Mr. CEO Goes to Washington It's not easy to be a bureaucrat after you've been the boss. Here's the story of three CEOs who've gone to work for President Bush.
By Jeffrey H. Birnbaum

(FORTUNE Magazine) – As CEO of Alcoa for 12 years, Paul O'Neill spent a lot of time giving orders. As President Bush's new Treasury Secretary, he's learning how to be more collegial. It hasn't been easy. In reply to a recent memo from the White House asking the Treasury Department to hurry along some revenue projections, O'Neill scrawled, "What kind of chicken shit is this?" It turns out O'Neill was angry that the memo had been sent both to him and to Andrew Card, Bush's chief of staff.

Corporate leaders often suffer shock when they cross the Beltway into official Washington. They arrive hoping to make government run more like a business, only to realize that everything takes longer, and many things never happen at all. The new boss at the White House, a Harvard MBA, wants to change government's unbusinesslike behavior. President Bush has populated the executive branch with more than the usual number of real, live corporate executives. Significantly, he chose major-company CEOs for three of his most important jobs. Dick Cheney, 60, former CEO of Halliburton, is Vice President; Donald Rumsfeld, 68, who led both G.D. Searle and General Instrument, is Secretary of Defense; and Alcoa's O'Neill, 65, is at Treasury. How well they adapt may answer the perennial question: Can Washington be managed efficiently?

Now hold on, you might say, all three of these guys are old Washington hands. That's true, but the last time Rumsfeld and O'Neill held full-time executive jobs there--Rumsfeld as Gerald Ford's Defense Secretary, O'Neill as his deputy budget chief--was 24 years ago. Cheney--Ford's chief of staff and George H.W. Bush's Defense Secretary--has been away for the better part of a decade, mostly running Halliburton. Even for these three, the transition has been bracing. Corporations care about profits. Government cares about process. Success in business is measured by the bottom line. Success in government is more elusive. "Much that looks like a result really isn't," writes John Trattner in The 2000 Prune Book: How to Succeed in Washington's Top Jobs. "When public leaders think they've gone the last hard mile, crossed the finish line, they often haven't." The President's budget, for instance, is the final product of intense infighting among government agencies. But it's only the beginning of a battle that lasts at least nine months--when Congress completes its work--and the battle is refought every year.

▸ SOURCE DATA
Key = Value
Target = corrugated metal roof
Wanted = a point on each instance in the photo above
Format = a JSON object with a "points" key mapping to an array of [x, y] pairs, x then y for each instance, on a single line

▸ THE EXERCISE
Reproduce everything in the article on CEOs in Washington, from "Mr. CEO Goes" down to "for President Bush.".

▸ TASK RESULT
Mr. CEO Goes to Washington It's not easy to be a bureaucrat after you've been the boss. Here's the story of three CEOs who've gone to work for President Bush.